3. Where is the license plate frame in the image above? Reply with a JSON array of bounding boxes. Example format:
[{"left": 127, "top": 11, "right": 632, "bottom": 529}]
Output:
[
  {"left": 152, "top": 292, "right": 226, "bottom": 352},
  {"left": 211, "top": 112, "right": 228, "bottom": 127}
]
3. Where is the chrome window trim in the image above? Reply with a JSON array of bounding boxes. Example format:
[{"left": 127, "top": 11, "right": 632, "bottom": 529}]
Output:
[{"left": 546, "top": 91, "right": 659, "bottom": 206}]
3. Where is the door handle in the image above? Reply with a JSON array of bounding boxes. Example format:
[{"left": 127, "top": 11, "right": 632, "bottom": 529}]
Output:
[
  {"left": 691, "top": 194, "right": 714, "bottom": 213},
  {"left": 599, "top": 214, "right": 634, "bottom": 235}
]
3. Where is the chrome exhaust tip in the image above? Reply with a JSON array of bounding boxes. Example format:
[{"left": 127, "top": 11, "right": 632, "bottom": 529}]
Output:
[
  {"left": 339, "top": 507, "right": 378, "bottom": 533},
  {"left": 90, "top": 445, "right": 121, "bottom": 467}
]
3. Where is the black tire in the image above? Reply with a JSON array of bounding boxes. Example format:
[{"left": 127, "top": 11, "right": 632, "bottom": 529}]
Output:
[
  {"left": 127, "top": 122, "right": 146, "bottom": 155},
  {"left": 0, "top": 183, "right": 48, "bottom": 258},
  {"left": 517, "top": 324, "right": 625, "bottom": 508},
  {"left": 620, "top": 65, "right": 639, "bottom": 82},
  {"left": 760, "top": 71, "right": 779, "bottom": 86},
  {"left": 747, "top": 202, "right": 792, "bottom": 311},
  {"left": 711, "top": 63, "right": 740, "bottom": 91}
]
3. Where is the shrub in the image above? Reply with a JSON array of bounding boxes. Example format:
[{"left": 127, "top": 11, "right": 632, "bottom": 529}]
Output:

^^^^^^^^^^^^^^^^

▶ _Action item_: Write down the full listing again, exactly.

▶ _Result for this exercise_:
3. Where is the license plate frame in the image above? Reply with a JSON array of bounding boxes. Example format:
[{"left": 127, "top": 11, "right": 632, "bottom": 529}]
Output:
[
  {"left": 152, "top": 292, "right": 226, "bottom": 352},
  {"left": 211, "top": 112, "right": 228, "bottom": 127}
]
3. Where is the chrome window trim in the image above? Reply with a JSON array of bounding boxes. Example format:
[{"left": 127, "top": 11, "right": 632, "bottom": 529}]
Output:
[{"left": 546, "top": 91, "right": 659, "bottom": 206}]
3. Where is the door handle in the image above? Reply with a JSON array of bounding boxes. Example format:
[{"left": 127, "top": 11, "right": 632, "bottom": 529}]
Output:
[
  {"left": 691, "top": 194, "right": 714, "bottom": 213},
  {"left": 599, "top": 214, "right": 634, "bottom": 235}
]
3. Where is the chrome exhaust tip in the image above? Reply with a JSON array of bounding boxes. Example format:
[{"left": 127, "top": 11, "right": 632, "bottom": 529}]
Output:
[
  {"left": 339, "top": 507, "right": 378, "bottom": 533},
  {"left": 90, "top": 445, "right": 121, "bottom": 467}
]
3. Where is the black tire in the image above? Reply with a JSON array of bounding boxes. Example format:
[{"left": 127, "top": 11, "right": 632, "bottom": 529}]
Output:
[
  {"left": 127, "top": 122, "right": 146, "bottom": 155},
  {"left": 0, "top": 183, "right": 48, "bottom": 258},
  {"left": 517, "top": 324, "right": 625, "bottom": 508},
  {"left": 620, "top": 65, "right": 639, "bottom": 82},
  {"left": 760, "top": 71, "right": 779, "bottom": 86},
  {"left": 747, "top": 202, "right": 792, "bottom": 311},
  {"left": 711, "top": 63, "right": 740, "bottom": 91}
]
3. Where is the shrub in the image above? Reply with a JSON array of bounding boxes. Example format:
[{"left": 127, "top": 11, "right": 632, "bottom": 529}]
Output:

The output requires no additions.